* What is needed: Repeat the entries below word for word, though any picture in them should be dropped.

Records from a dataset
#####
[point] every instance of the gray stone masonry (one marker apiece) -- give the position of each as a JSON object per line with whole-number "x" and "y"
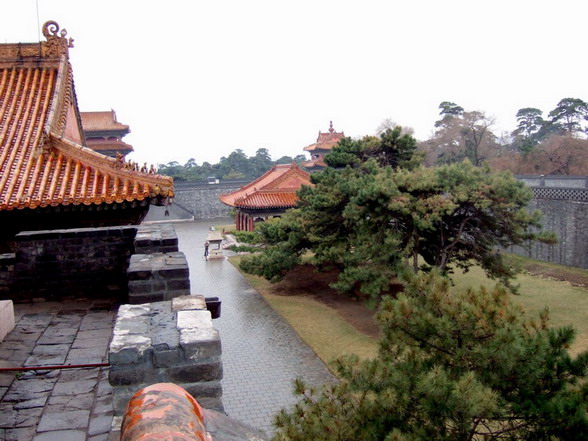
{"x": 157, "y": 277}
{"x": 72, "y": 262}
{"x": 6, "y": 273}
{"x": 171, "y": 341}
{"x": 156, "y": 238}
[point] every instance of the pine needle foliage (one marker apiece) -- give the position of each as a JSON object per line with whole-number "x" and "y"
{"x": 451, "y": 366}
{"x": 375, "y": 209}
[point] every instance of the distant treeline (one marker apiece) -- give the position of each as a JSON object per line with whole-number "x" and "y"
{"x": 235, "y": 166}
{"x": 555, "y": 144}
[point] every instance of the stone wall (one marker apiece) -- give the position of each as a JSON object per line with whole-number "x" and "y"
{"x": 75, "y": 262}
{"x": 87, "y": 262}
{"x": 7, "y": 261}
{"x": 172, "y": 341}
{"x": 157, "y": 277}
{"x": 568, "y": 219}
{"x": 202, "y": 200}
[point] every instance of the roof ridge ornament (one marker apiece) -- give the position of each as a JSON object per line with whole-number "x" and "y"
{"x": 57, "y": 44}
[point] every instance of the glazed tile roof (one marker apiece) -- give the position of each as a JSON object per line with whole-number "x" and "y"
{"x": 326, "y": 141}
{"x": 102, "y": 121}
{"x": 43, "y": 160}
{"x": 114, "y": 145}
{"x": 275, "y": 189}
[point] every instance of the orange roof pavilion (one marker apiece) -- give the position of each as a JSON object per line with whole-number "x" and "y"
{"x": 268, "y": 196}
{"x": 104, "y": 133}
{"x": 44, "y": 161}
{"x": 323, "y": 145}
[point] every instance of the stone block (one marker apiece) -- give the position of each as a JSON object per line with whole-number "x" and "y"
{"x": 119, "y": 375}
{"x": 166, "y": 358}
{"x": 178, "y": 285}
{"x": 138, "y": 299}
{"x": 6, "y": 318}
{"x": 190, "y": 302}
{"x": 200, "y": 389}
{"x": 195, "y": 372}
{"x": 200, "y": 344}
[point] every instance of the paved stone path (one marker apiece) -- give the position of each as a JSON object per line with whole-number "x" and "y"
{"x": 262, "y": 355}
{"x": 57, "y": 405}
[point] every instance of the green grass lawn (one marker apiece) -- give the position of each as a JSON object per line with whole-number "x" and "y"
{"x": 330, "y": 336}
{"x": 321, "y": 327}
{"x": 567, "y": 304}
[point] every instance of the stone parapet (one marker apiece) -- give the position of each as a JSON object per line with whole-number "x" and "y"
{"x": 72, "y": 262}
{"x": 7, "y": 261}
{"x": 157, "y": 277}
{"x": 156, "y": 238}
{"x": 170, "y": 341}
{"x": 6, "y": 318}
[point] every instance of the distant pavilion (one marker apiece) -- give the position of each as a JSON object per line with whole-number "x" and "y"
{"x": 267, "y": 197}
{"x": 323, "y": 145}
{"x": 104, "y": 133}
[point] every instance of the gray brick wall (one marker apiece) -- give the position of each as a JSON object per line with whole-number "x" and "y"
{"x": 74, "y": 262}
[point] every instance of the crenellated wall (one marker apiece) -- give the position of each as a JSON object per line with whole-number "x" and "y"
{"x": 565, "y": 212}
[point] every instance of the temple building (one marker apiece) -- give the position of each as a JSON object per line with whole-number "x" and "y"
{"x": 49, "y": 178}
{"x": 267, "y": 197}
{"x": 104, "y": 133}
{"x": 323, "y": 145}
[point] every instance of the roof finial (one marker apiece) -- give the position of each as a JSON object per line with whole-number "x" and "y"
{"x": 57, "y": 41}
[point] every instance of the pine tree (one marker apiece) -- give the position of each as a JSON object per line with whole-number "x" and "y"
{"x": 451, "y": 366}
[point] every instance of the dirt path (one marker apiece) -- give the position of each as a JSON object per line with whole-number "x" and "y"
{"x": 303, "y": 280}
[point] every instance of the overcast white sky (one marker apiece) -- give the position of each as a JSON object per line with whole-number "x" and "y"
{"x": 198, "y": 79}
#####
* Result of this exercise:
[point] every instance of the gray stone masonry (one marker apiece) -- give the position of each as a JSON object per line with whole-number "x" and "y"
{"x": 157, "y": 277}
{"x": 72, "y": 262}
{"x": 6, "y": 273}
{"x": 171, "y": 341}
{"x": 156, "y": 238}
[point] every instance of the pine needle foliage (one marker apiece) -- give the position of each as a JSON object per line with whole-number "x" and "y"
{"x": 451, "y": 366}
{"x": 375, "y": 209}
[point] every instance of the distant treeline (one marker apiece) -- give the position of each as a JSON object per line with whole-number "x" and "y"
{"x": 235, "y": 166}
{"x": 555, "y": 144}
[point] every instance of the stone wall (one marker apiece) -- give the position of each as a JSON object per line with whole-number "x" and "y"
{"x": 75, "y": 262}
{"x": 87, "y": 262}
{"x": 7, "y": 261}
{"x": 172, "y": 341}
{"x": 157, "y": 277}
{"x": 568, "y": 219}
{"x": 202, "y": 200}
[point] every instance of the roof ridge ornament (one marker apiece) -- give the position of each as a JSON object per line with whole-number "x" and "y"
{"x": 57, "y": 44}
[point] every instance of the glazed tile roof (one marker apiece) -- give the position of each as a JSON object per line with whole-number "x" and "y"
{"x": 326, "y": 141}
{"x": 102, "y": 121}
{"x": 43, "y": 160}
{"x": 114, "y": 145}
{"x": 275, "y": 189}
[point] every instance of the orange roof pavilion (one marker apiece) -- give the position of each as a JSON object per line with whole-number "x" and "y"
{"x": 268, "y": 196}
{"x": 104, "y": 133}
{"x": 44, "y": 161}
{"x": 323, "y": 145}
[point] every instance of the stone block (one marker apiece) -- give the position of each as a JSON object per line with whole-number "x" and "y"
{"x": 119, "y": 375}
{"x": 166, "y": 358}
{"x": 178, "y": 285}
{"x": 138, "y": 299}
{"x": 6, "y": 318}
{"x": 190, "y": 302}
{"x": 200, "y": 389}
{"x": 195, "y": 372}
{"x": 200, "y": 344}
[point] every instance of the paved stone path (one marker apiece) -- give the position of each as a JSON object per line with whole-number "x" and "y"
{"x": 262, "y": 355}
{"x": 57, "y": 405}
[point] every instance of the green grass lawn (one marker apiece) -- give the position of each as a JSON object per line with whole-number "x" and "y"
{"x": 330, "y": 336}
{"x": 321, "y": 327}
{"x": 567, "y": 304}
[point] every instance of the stone parapet (one marker apiece) -- give the position of each as a JSON object per line with whole-number "x" and "y"
{"x": 72, "y": 262}
{"x": 7, "y": 261}
{"x": 157, "y": 277}
{"x": 156, "y": 238}
{"x": 170, "y": 341}
{"x": 6, "y": 318}
[point] every instance of the distant pavilion (one marker apiece) -- give the position of each as a JSON object per line with whole-number "x" and "y"
{"x": 267, "y": 197}
{"x": 323, "y": 145}
{"x": 104, "y": 133}
[point] every instance of the gray brick wall (one marker apiece) -- give the position of each as a JSON object per line with whole-number "x" and "y"
{"x": 74, "y": 262}
[point] every instance of the crenellated wall (one marker apiece) -- give the position of each as a JSON object per line with whole-number "x" and "y"
{"x": 565, "y": 212}
[point] every instance of the temple building (one marker apiece) -- give the position of each as a JSON object per line with whole-number "x" and "y"
{"x": 49, "y": 178}
{"x": 267, "y": 197}
{"x": 104, "y": 133}
{"x": 323, "y": 145}
[point] every instance of the roof finial (one marker apiece) -- give the position of each as a JSON object per line with whole-number "x" and "y"
{"x": 57, "y": 41}
[point] every instance of the pine tree (one marker apiece) -- give the position of each as a JSON object per line with whole-number "x" and "y"
{"x": 451, "y": 366}
[point] every instance of the dirt path (one marker apiece) -- give the position of each as a JSON object per line with whole-number "x" and "y"
{"x": 303, "y": 280}
[point] every instance of the overcast white sky (one marker apiece) -- give the position of each as a JSON object per line with whole-number "x" and "y"
{"x": 198, "y": 79}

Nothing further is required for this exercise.